- Work task
Please reproduce, exactly and with nothing else, every line from the one containing "Looking at the" through the last line of the records below.
......
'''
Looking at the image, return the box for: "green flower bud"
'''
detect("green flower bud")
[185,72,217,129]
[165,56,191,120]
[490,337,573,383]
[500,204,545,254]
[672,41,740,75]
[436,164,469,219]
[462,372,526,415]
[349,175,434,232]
......
- Answer to this exercise
Looking at the image, return the box for: "green flower bud"
'''
detect("green flower bud")
[185,72,217,129]
[165,56,191,120]
[490,337,573,383]
[500,204,545,254]
[672,41,740,75]
[436,164,469,219]
[462,372,526,415]
[349,175,434,232]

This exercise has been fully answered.